┌──

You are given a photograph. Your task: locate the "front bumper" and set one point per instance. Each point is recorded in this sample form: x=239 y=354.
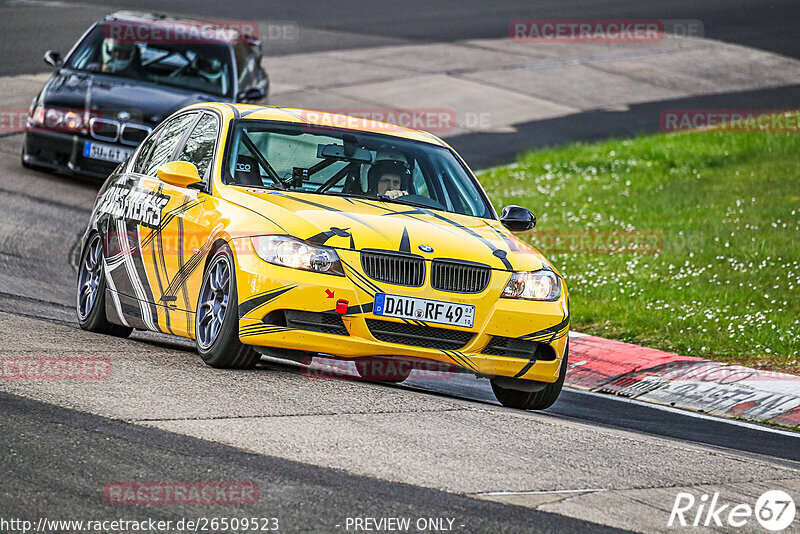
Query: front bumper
x=266 y=291
x=62 y=152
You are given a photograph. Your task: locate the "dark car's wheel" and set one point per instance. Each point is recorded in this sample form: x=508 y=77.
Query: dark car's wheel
x=531 y=400
x=383 y=369
x=91 y=298
x=217 y=320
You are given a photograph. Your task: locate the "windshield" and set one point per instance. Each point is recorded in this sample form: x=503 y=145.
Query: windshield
x=204 y=68
x=350 y=163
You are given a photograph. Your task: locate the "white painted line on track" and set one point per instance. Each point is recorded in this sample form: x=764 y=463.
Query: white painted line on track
x=689 y=413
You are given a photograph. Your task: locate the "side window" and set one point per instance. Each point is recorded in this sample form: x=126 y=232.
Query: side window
x=199 y=147
x=171 y=133
x=144 y=152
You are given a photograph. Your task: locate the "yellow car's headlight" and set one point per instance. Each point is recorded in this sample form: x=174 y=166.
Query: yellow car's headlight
x=537 y=285
x=290 y=252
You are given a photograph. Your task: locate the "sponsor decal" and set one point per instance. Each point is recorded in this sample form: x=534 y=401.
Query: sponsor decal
x=143 y=207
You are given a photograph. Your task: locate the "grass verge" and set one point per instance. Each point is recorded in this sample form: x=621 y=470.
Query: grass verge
x=717 y=214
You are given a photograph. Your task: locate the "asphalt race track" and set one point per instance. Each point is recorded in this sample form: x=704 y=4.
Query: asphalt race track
x=323 y=451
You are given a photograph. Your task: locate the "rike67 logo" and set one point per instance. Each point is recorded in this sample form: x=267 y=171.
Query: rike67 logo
x=774 y=511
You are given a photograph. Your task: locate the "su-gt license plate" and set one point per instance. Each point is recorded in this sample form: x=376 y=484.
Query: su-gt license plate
x=106 y=152
x=434 y=311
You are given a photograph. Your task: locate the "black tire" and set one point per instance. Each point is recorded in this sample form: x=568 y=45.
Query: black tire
x=91 y=309
x=221 y=348
x=383 y=369
x=533 y=400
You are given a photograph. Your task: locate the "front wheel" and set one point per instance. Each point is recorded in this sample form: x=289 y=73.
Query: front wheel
x=217 y=320
x=532 y=400
x=91 y=298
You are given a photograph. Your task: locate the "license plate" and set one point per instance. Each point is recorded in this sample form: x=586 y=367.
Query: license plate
x=106 y=152
x=432 y=311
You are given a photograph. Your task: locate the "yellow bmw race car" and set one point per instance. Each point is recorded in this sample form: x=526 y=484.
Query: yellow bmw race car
x=263 y=230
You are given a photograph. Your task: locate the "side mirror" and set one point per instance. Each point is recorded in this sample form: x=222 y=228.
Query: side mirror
x=179 y=174
x=252 y=93
x=517 y=218
x=53 y=58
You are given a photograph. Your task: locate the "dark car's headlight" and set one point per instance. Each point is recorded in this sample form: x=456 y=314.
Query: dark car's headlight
x=56 y=119
x=537 y=285
x=290 y=252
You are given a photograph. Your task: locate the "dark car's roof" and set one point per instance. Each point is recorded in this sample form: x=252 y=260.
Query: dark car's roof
x=137 y=18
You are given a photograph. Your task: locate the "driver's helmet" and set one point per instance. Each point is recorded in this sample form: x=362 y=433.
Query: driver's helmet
x=388 y=166
x=385 y=153
x=209 y=68
x=117 y=56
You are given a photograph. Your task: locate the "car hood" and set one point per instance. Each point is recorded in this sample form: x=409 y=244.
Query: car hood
x=353 y=223
x=144 y=102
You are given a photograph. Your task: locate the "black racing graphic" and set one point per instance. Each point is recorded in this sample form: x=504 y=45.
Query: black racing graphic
x=423 y=211
x=323 y=237
x=260 y=329
x=169 y=216
x=512 y=245
x=549 y=334
x=349 y=215
x=261 y=299
x=134 y=204
x=405 y=242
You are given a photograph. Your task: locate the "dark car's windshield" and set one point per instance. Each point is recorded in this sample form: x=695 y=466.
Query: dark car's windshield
x=351 y=163
x=205 y=68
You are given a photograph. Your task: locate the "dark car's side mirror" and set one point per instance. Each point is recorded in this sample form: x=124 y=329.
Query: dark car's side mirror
x=517 y=218
x=252 y=93
x=53 y=58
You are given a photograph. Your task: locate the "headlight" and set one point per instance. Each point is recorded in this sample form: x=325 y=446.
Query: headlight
x=538 y=285
x=290 y=252
x=72 y=120
x=53 y=118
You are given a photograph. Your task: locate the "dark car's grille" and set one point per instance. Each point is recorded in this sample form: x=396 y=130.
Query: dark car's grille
x=519 y=348
x=133 y=134
x=394 y=268
x=417 y=335
x=459 y=277
x=327 y=323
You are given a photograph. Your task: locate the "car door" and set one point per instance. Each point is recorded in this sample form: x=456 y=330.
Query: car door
x=135 y=204
x=181 y=242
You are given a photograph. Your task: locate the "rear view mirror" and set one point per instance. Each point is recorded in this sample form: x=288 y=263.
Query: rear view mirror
x=517 y=218
x=252 y=93
x=338 y=152
x=179 y=174
x=53 y=58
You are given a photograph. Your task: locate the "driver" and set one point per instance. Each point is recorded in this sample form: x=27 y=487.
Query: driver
x=389 y=178
x=118 y=57
x=210 y=69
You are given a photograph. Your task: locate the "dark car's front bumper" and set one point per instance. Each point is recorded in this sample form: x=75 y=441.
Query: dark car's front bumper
x=62 y=152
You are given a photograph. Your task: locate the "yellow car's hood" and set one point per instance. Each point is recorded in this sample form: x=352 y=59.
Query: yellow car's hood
x=354 y=223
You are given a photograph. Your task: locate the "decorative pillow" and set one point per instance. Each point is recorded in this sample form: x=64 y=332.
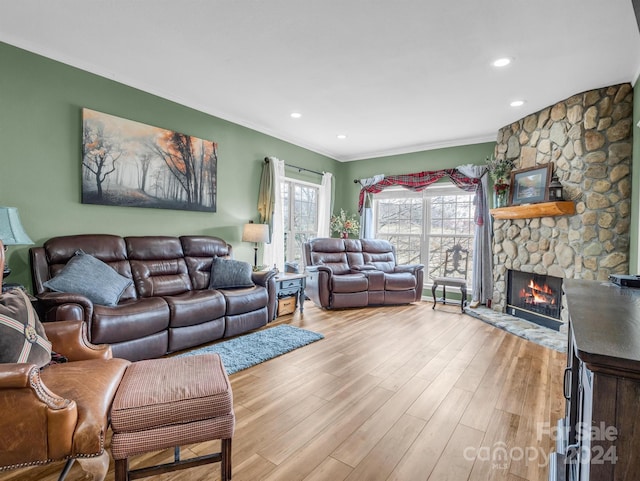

└──

Return, word for word, the lines of the material from the one containing "form: x=288 y=263." through the end of the material, with both ends included. Leave the pictures out.

**Final result**:
You are given a photograph. Your task: locate the "rear view mirror" and set one point per instance. Each point is recorded in this sample form: x=288 y=263.
Query: rear view mirror
x=517 y=218
x=252 y=93
x=338 y=152
x=179 y=174
x=53 y=58
You are given a photograph. Your task: locate the "driver" and set one point per instance. Each point is recorded in this sample form: x=27 y=487.
Query: driver
x=389 y=178
x=118 y=57
x=210 y=69
You are given a photograph. Your task: locate the "dark car's front bumper" and set one point per instance. Each point is recorded in this sample form: x=75 y=441.
Query: dark car's front bumper
x=62 y=152
You are given a photograph. Your task: locate the "yellow car's hood" and set one point per instance. Each point is recorded in this sample form: x=352 y=59.
Query: yellow car's hood
x=354 y=223
You are given a photograph. Your task: locate the "decorative pillow" and set one point per instance. Each point is recorded in this sample form: x=64 y=332.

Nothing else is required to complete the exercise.